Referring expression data

______

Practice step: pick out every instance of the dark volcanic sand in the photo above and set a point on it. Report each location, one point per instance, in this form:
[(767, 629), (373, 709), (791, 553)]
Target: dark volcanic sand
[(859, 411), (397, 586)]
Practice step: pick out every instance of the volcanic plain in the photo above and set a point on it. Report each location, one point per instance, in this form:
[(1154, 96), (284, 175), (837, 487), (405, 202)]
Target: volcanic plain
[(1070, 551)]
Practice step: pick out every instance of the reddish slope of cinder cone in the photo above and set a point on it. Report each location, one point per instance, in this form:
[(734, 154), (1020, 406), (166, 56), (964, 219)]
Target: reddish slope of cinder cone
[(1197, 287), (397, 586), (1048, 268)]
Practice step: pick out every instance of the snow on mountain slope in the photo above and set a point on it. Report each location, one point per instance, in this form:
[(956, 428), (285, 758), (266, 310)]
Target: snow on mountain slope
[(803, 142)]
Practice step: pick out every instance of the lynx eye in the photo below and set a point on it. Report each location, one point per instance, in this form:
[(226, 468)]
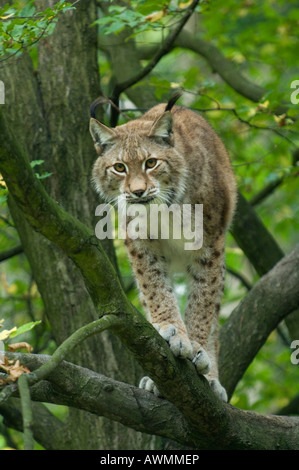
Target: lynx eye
[(120, 167), (150, 163)]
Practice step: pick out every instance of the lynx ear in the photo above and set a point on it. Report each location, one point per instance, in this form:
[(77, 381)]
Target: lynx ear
[(101, 134), (163, 128)]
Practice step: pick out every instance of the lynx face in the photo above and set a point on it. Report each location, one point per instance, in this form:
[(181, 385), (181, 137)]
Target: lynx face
[(141, 165)]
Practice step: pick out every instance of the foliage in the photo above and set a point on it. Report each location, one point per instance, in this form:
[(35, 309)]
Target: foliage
[(261, 39), (21, 26)]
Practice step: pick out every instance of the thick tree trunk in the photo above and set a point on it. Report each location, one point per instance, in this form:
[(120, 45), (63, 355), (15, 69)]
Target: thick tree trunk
[(48, 110)]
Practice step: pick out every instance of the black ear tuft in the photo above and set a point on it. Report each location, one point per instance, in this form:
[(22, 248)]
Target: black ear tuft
[(173, 100)]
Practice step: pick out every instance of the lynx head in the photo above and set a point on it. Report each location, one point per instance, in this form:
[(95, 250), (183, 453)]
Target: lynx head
[(138, 160)]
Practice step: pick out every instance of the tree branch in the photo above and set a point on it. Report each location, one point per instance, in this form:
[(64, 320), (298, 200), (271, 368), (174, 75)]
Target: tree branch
[(16, 250), (76, 386), (176, 379), (163, 50), (24, 391), (269, 301)]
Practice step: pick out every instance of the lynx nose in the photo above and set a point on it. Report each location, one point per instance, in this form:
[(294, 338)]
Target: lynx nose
[(139, 192)]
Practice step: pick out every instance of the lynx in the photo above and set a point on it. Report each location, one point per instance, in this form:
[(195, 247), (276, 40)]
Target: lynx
[(172, 155)]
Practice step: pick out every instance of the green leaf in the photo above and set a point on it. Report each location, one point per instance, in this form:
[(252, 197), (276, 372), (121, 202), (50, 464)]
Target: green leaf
[(36, 163), (24, 328)]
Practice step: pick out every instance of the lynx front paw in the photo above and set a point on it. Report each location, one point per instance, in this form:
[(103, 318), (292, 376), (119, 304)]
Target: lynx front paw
[(179, 343), (148, 384), (200, 359), (218, 389)]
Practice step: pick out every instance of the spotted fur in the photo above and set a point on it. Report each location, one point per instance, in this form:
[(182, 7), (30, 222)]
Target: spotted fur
[(192, 168)]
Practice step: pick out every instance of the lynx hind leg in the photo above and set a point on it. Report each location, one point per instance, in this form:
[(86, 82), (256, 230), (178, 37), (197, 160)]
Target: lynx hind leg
[(212, 376)]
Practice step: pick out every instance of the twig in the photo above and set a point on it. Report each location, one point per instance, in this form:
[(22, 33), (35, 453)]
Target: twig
[(240, 277), (26, 412), (166, 47), (77, 337), (16, 250)]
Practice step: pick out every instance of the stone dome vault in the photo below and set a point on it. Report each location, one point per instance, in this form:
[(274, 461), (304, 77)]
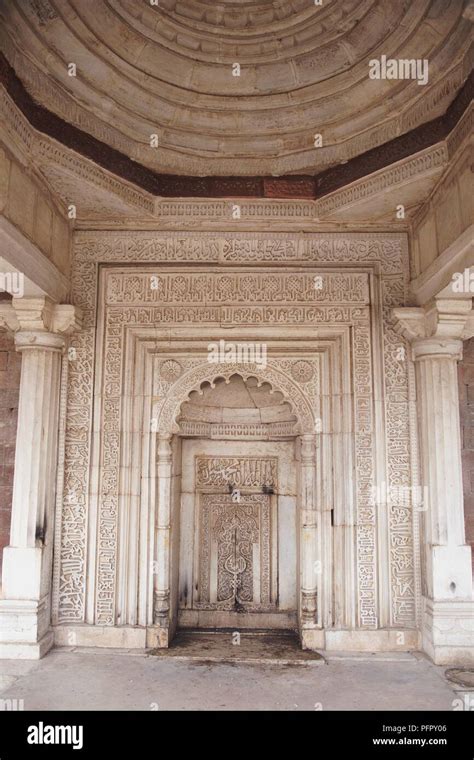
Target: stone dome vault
[(169, 70)]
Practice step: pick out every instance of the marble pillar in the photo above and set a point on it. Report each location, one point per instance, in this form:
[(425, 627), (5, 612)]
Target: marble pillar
[(159, 635), (41, 329), (436, 333), (310, 634)]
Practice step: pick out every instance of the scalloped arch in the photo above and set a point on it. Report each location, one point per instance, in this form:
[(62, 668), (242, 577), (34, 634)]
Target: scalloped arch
[(191, 380)]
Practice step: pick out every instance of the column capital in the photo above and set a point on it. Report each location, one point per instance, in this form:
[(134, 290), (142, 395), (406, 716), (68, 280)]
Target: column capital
[(39, 322), (437, 329)]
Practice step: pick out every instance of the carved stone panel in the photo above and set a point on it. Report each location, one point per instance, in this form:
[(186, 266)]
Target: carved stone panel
[(234, 558)]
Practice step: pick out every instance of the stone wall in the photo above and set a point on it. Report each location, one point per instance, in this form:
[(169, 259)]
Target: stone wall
[(30, 206), (10, 365), (466, 397)]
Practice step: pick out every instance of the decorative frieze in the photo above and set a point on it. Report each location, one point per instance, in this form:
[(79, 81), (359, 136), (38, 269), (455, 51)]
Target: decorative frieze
[(247, 472)]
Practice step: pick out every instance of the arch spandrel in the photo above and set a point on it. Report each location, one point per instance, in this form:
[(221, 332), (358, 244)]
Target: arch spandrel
[(191, 380)]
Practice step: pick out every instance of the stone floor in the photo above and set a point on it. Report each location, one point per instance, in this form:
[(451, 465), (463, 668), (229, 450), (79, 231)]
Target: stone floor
[(194, 679)]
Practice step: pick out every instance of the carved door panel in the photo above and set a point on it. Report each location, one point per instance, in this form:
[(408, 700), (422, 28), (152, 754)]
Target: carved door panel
[(237, 556), (235, 552)]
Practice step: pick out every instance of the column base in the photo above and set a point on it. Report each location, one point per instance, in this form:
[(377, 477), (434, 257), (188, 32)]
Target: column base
[(157, 637), (448, 631), (312, 638), (25, 631)]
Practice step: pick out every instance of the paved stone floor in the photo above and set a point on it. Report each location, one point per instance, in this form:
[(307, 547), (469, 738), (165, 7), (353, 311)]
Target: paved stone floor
[(94, 679)]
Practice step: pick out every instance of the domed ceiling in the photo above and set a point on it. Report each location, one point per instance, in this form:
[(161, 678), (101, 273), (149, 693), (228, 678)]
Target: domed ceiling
[(169, 69)]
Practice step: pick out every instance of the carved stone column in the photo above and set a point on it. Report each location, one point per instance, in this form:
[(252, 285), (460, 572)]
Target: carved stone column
[(40, 329), (159, 636), (309, 524), (436, 333)]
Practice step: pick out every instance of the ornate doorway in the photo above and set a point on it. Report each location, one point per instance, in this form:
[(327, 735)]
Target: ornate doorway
[(238, 533)]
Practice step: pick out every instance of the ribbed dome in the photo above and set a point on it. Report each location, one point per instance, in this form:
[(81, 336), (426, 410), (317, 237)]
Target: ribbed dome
[(168, 70)]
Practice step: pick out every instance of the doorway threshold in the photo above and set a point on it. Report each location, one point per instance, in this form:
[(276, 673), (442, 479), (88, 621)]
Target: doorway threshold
[(228, 646)]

______

**PROBLEM DETAILS:** Going through the entries above, show each line that contains "below".

**EXPECTED ANSWER:**
Practice step: pick out every instance of the lynx eye in the photo below and set a point on it. Report each location, one point per instance, in this form:
Practice step: pick out every instance of the stone dome vault in the photo below and set a point on it. Report each location, one point per instance, in this form:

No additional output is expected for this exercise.